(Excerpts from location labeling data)
▬▬▬▬▬▬▬▬▬▬
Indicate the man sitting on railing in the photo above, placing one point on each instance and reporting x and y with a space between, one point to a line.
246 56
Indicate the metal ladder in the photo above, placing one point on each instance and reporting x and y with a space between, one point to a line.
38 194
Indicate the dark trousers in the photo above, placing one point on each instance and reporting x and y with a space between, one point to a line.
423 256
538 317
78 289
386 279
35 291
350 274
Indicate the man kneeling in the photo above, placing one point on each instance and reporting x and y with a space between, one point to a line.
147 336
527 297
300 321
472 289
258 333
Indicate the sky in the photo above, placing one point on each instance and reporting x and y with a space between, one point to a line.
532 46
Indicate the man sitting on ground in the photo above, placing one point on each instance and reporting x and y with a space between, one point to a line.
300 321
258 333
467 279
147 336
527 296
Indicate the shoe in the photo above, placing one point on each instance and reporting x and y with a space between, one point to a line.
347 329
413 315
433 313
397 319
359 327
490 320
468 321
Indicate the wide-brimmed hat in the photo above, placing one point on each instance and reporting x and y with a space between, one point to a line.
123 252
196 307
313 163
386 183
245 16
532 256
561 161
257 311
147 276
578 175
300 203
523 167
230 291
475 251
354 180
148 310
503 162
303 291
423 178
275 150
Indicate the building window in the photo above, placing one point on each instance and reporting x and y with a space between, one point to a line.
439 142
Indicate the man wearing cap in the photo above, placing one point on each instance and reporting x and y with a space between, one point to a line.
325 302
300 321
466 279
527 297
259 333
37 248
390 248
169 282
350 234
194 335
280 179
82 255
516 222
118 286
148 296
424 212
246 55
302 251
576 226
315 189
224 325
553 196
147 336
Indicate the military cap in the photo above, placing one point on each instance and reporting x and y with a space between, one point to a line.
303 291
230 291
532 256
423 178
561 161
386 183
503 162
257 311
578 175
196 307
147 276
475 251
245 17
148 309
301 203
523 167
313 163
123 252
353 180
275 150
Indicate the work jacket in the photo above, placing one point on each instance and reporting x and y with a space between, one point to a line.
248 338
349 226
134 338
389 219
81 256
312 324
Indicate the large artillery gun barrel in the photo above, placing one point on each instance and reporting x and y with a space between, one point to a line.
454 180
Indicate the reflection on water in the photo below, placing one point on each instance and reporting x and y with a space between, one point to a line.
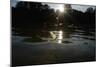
68 36
57 36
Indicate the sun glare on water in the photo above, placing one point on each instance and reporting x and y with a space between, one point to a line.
61 8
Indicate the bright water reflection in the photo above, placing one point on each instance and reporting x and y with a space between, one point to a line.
57 36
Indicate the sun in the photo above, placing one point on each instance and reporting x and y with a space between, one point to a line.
61 8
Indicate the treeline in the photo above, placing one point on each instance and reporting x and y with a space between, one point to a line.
38 16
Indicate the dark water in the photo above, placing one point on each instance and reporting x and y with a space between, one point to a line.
71 45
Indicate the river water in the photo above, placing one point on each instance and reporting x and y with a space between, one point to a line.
59 47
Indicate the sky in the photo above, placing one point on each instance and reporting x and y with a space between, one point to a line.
82 8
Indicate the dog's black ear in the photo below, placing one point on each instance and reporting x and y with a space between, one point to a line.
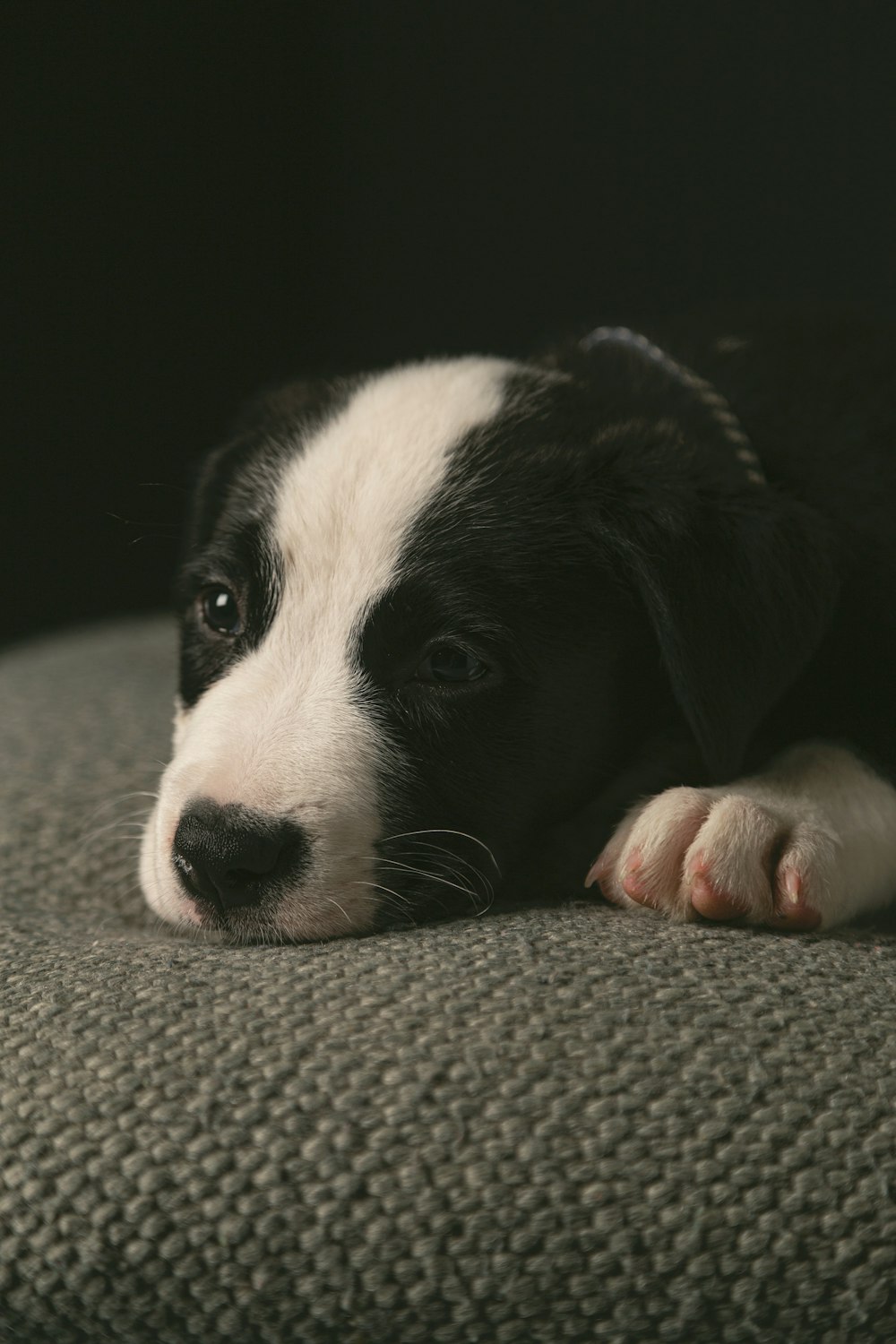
739 589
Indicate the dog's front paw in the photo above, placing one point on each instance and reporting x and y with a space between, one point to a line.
721 855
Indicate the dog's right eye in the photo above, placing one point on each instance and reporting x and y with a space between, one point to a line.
220 610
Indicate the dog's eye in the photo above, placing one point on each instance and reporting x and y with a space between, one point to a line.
450 664
220 610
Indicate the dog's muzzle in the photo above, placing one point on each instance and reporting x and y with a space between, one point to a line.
228 857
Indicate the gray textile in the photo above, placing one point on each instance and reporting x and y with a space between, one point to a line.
554 1124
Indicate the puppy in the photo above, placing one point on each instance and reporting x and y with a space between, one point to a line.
450 629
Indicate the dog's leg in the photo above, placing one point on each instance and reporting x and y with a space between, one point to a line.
809 843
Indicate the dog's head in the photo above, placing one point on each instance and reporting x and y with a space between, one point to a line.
429 613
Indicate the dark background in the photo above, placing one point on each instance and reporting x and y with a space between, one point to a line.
201 198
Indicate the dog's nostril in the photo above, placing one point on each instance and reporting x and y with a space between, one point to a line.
233 857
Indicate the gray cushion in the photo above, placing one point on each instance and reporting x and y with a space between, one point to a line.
549 1124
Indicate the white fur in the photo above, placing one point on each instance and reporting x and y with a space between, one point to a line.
282 731
817 812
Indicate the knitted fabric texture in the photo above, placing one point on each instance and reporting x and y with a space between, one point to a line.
549 1124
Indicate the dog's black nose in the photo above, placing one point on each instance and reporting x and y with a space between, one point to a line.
233 857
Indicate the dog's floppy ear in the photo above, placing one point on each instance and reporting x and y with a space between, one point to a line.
737 586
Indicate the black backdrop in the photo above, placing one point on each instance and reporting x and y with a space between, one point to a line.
204 196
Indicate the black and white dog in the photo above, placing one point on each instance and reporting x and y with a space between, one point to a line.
465 623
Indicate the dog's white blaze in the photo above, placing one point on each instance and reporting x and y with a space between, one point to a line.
282 731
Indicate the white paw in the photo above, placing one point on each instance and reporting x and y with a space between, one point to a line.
737 854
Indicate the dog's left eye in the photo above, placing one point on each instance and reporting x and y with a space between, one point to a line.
450 664
220 610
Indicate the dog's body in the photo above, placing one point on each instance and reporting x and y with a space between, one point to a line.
450 621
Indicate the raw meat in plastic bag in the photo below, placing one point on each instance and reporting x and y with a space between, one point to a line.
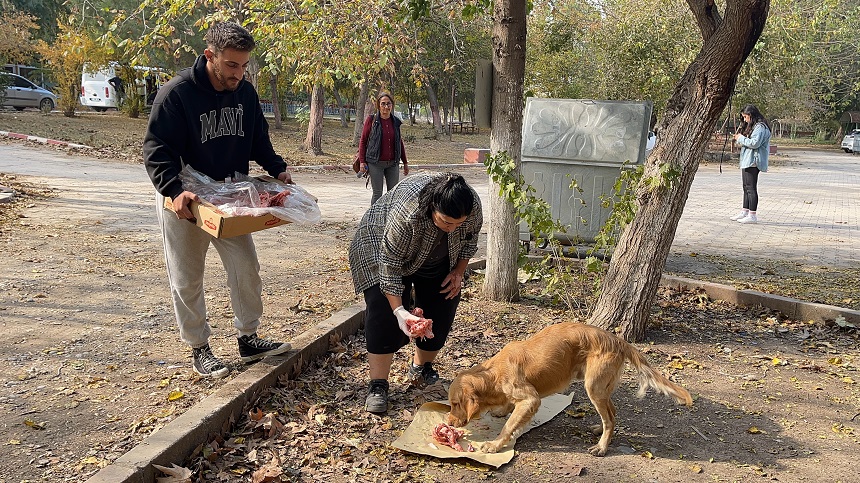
247 196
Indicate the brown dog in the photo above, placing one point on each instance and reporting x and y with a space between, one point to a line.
514 380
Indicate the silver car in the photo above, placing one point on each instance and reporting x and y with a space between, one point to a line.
20 93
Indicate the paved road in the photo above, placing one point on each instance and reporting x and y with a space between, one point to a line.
809 210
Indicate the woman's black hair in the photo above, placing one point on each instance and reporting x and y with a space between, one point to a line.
448 194
755 117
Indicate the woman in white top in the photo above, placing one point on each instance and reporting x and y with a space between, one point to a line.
754 139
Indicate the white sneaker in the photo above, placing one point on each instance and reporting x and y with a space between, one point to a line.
740 215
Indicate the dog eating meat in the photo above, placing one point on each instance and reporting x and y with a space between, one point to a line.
514 380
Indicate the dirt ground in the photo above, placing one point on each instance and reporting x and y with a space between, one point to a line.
93 364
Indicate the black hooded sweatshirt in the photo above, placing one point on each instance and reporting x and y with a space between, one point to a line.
217 133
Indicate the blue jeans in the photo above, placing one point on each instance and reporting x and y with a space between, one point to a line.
382 169
750 181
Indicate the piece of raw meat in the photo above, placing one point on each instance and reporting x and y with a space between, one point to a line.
422 327
448 435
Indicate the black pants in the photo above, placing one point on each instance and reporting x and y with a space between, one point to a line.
750 180
380 325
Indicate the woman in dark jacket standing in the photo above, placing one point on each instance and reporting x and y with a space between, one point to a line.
380 148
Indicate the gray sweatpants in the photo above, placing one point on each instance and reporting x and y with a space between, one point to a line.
377 171
185 247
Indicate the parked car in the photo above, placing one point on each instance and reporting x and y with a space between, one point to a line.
20 93
848 140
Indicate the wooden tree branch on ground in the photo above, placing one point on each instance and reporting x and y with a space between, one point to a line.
630 285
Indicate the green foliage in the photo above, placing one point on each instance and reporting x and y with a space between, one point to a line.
17 36
66 57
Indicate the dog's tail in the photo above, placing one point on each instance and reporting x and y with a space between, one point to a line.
649 377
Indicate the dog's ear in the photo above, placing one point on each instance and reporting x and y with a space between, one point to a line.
472 407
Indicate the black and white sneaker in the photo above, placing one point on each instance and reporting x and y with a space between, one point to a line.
207 365
253 348
422 376
377 397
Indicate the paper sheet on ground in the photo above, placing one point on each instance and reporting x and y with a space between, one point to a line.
417 437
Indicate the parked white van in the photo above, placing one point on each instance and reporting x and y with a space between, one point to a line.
99 88
96 91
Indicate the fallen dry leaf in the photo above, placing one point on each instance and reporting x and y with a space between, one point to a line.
▬▬▬▬▬▬▬▬▬▬
◆ **Stated goal**
Reproduce the lines of the data above word for word, starting with the line that contains "Indicate the black and white sneaker" and continuing through the last line of the data.

◆ **Solution to this task**
Indicate the black and white sneaker in the photo above, placing one point on each instance and reporting x and y with a space between, one point to a line.
207 365
253 348
422 376
377 397
Indicate the paper sheet on ground in the photo above, placing one point on each instance and reporting x and y with a space between, one point to a line.
417 437
Indicate the parked white van in the photo above, placing one point on each instance and reporting x and y with a space between, one point to a line.
99 88
96 91
Indicate the fallen dry leaf in the photo above, placing one point on each instance and reporting x and y with a space between, one point to a line.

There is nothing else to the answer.